**GOAL:**
Quote all entries in full, exactly.

**RECORD SET:**

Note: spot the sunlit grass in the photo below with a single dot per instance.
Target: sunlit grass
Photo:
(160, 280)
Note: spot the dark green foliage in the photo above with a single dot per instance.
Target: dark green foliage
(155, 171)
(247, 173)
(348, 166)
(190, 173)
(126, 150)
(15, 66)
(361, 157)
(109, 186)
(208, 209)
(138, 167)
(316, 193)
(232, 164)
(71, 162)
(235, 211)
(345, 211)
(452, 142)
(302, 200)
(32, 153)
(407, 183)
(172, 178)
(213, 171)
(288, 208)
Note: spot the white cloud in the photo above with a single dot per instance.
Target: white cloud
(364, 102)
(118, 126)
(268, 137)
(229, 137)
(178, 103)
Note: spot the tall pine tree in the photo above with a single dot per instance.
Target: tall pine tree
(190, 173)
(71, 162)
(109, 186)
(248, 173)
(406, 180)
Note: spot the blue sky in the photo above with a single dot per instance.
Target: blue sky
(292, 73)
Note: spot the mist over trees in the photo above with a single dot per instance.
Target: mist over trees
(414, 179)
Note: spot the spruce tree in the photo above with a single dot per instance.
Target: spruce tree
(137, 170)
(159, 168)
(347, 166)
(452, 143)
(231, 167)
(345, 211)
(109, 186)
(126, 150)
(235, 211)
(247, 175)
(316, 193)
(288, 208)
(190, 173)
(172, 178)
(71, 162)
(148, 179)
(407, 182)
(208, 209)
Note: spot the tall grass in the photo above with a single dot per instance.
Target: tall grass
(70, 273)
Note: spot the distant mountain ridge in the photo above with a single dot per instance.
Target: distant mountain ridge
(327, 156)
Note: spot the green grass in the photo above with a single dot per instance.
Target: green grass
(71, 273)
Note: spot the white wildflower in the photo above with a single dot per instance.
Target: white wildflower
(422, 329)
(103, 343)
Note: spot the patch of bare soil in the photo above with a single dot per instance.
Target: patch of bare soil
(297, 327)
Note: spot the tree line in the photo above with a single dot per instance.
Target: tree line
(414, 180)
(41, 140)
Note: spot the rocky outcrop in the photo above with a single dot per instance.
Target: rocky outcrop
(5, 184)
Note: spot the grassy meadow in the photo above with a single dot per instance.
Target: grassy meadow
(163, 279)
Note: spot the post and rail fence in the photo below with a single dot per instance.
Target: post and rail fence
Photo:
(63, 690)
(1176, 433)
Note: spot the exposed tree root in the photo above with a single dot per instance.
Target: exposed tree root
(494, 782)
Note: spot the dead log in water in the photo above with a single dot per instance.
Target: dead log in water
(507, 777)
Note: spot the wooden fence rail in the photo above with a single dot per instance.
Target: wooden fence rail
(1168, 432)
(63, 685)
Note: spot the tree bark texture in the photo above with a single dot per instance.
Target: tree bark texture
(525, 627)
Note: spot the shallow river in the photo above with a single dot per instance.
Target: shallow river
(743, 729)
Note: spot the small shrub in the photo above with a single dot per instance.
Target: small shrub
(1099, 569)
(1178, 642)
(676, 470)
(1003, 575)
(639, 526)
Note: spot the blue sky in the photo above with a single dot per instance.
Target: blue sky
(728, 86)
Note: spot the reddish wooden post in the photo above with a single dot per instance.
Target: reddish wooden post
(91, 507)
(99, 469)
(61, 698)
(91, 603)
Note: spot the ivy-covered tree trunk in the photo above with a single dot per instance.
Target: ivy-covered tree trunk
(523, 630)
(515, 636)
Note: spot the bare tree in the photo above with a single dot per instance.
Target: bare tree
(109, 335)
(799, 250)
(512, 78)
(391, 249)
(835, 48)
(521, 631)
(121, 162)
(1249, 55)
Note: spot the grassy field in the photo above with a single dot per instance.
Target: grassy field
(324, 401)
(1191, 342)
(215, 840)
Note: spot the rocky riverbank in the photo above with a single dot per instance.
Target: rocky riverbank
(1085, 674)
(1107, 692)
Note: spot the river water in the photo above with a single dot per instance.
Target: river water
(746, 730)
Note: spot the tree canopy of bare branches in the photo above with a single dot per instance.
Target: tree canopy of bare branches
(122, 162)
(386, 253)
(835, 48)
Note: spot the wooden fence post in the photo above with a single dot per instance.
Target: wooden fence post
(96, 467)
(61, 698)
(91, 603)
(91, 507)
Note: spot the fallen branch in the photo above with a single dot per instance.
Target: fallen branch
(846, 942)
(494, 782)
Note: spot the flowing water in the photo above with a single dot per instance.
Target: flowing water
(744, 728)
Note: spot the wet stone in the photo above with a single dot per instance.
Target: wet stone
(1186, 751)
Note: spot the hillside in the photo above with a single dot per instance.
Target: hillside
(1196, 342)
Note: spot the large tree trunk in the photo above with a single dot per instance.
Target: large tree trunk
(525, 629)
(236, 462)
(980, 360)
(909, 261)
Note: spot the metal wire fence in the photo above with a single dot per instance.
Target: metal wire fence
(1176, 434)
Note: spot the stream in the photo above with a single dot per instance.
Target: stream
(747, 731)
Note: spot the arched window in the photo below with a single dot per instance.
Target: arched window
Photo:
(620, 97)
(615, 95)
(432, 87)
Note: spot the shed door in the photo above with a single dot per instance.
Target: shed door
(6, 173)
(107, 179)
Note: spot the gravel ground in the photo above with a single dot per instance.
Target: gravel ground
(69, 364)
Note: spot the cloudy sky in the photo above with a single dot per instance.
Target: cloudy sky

**THE OUTPUT:**
Note: spot the sunlit grass in the photo below with a single dot per instance.
Target: sunlit grass
Photo:
(160, 280)
Note: spot the dark green foliage in the photo above with a single dot per instance.
Target: dark green foliage
(155, 171)
(247, 173)
(348, 166)
(190, 173)
(126, 150)
(15, 66)
(361, 157)
(109, 186)
(208, 209)
(138, 167)
(316, 193)
(232, 164)
(71, 162)
(235, 211)
(345, 211)
(452, 142)
(302, 200)
(32, 153)
(407, 183)
(172, 178)
(213, 171)
(288, 208)
Note: spot the white cloud in the photo above with a single dot per instance.
Target: white cloud
(364, 102)
(118, 126)
(268, 137)
(229, 137)
(178, 103)
Note: spot the tall pine tree in the photo above with a single dot per instance.
Target: tall pine tree
(190, 173)
(71, 162)
(109, 186)
(248, 173)
(406, 180)
Note: spot the blue sky in the photo above with a single dot per instance.
Target: blue sky
(292, 73)
Note: spot the mist over trees in the photo above with a single dot per instance.
Target: mist over trees
(414, 179)
Note: spot the spruce tree in the photo above with a single dot per instance.
Target: spruce tree
(137, 170)
(159, 168)
(347, 166)
(452, 143)
(231, 167)
(345, 211)
(109, 186)
(126, 150)
(235, 211)
(247, 175)
(316, 193)
(288, 208)
(190, 173)
(172, 178)
(71, 162)
(148, 179)
(407, 182)
(208, 209)
Note: spot the tall grass in the photo above with a single dot per instance.
Target: tall grass
(70, 273)
Note: spot the distant mountain ridge in the photo above with a single dot per instance.
Target: distant mountain ridge
(327, 156)
Note: spot the green grass in the photo above with a single dot per instance.
Target: green grass
(71, 273)
Note: spot the white wildflower in the photo above with a single dot per instance.
Target: white wildflower
(422, 329)
(103, 343)
Note: spot the patch of bare soil in the photo above with a single dot per instance.
Target: patch of bare soil
(297, 327)
Note: spot the tree line in the photo above with a single dot per instance.
Target: tree line
(414, 180)
(41, 140)
Note: spot the rocky outcrop in the photo above with a single dot per instance.
Target: rocky outcrop
(5, 184)
Note: spot the grassy meadow in the photo above with a single dot per instance.
Target: grassy meadow
(163, 279)
Note: spot the post and rail fence in the photo below with a single dot per instance.
Target: post and rail fence
Photo:
(63, 690)
(1176, 433)
Note: spot the exposed tree root in the photo above with a single dot per instance.
Target: exposed tree root
(494, 782)
Note: spot the dead log in water in the photo above with a single dot per instance.
Target: dead log in water
(507, 777)
Note: spot the wooden fence rail in the photo above with a single dot per instance.
Target: wooden fence rail
(1168, 432)
(63, 685)
Note: spot the tree bark texture in the photo above with a single dot per instance.
Target: tree bark texture
(525, 627)
Note: spot the shallow river in the photo above with a single dot per instance.
Target: shallow river
(743, 729)
Note: spot the small shrub in the photo above with a single dot per instance.
Target: small shrub
(1099, 569)
(1178, 642)
(676, 470)
(1003, 575)
(639, 526)
Note: spot the blue sky in the photo above with a single dot per instance.
Target: blue sky
(728, 86)
Note: spot the reddish wooden post in the photo above with a single dot per instance.
Target: reddish wooden post
(91, 507)
(99, 469)
(61, 698)
(91, 603)
Note: spot the ivy-covered tree trunk in the photo above with a single dot per instance.
Target: ivy-covered tree trunk
(523, 630)
(515, 636)
Note: spot the bare tree in the photo above with a single dot per instance.
Target: bare tree
(109, 335)
(799, 250)
(512, 78)
(391, 249)
(835, 48)
(521, 631)
(121, 162)
(1249, 55)
Note: spot the grassy field in the photo above with a single dot per instance.
Target: grassy field
(324, 401)
(1191, 342)
(215, 840)
Note: spot the rocky riverbank in the photo above with a single dot per instance.
Target: rocky riverbank
(1085, 674)
(1107, 692)
Note: spot the river water in the photo above with a single dot per instance.
Target: river water
(746, 730)
Note: spot the tree canopy of bare branches in the photo above with a single dot per instance.
Target: tree canopy of bare branches
(122, 162)
(386, 253)
(835, 48)
Note: spot the wooden fence post in the photo above with a single dot per instance.
Target: wooden fence post
(96, 467)
(61, 698)
(91, 603)
(91, 507)
Note: spot the fallen branch in the photo above with a single dot per instance.
Target: fallen branch
(846, 942)
(494, 782)
Note: spot the flowing water in the photo above with a single dot per instance.
Target: flowing water
(744, 728)
Note: spot the wet stone in the photo above with a single dot per instance.
Target: wet stone
(1186, 751)
Note: spot the hillside in the photo above with a single dot per instance.
Target: hillside
(1196, 342)
Note: spot the large tree trunk in the photo above with a single dot per instance.
Target: large tree trunk
(525, 629)
(236, 462)
(980, 360)
(909, 261)
Note: spot the metal wire fence in the photo above with a single dot per instance.
Target: metal wire fence
(1176, 434)
Note: spot the stream in the photo above with a single dot per instance.
Target: stream
(747, 731)
Note: spot the arched window in the photo below with a single dot per instance.
Target: arched window
Photo:
(620, 97)
(615, 95)
(432, 87)
Note: spot the shed door in the photo above with a single dot per instance.
Target: shed door
(6, 173)
(107, 179)
Note: spot the gravel ground in the photo above with a single dot per instance.
Target: gravel ground
(69, 364)
Note: spot the cloudy sky in the photo above with a single dot per instance.
Target: cloudy sky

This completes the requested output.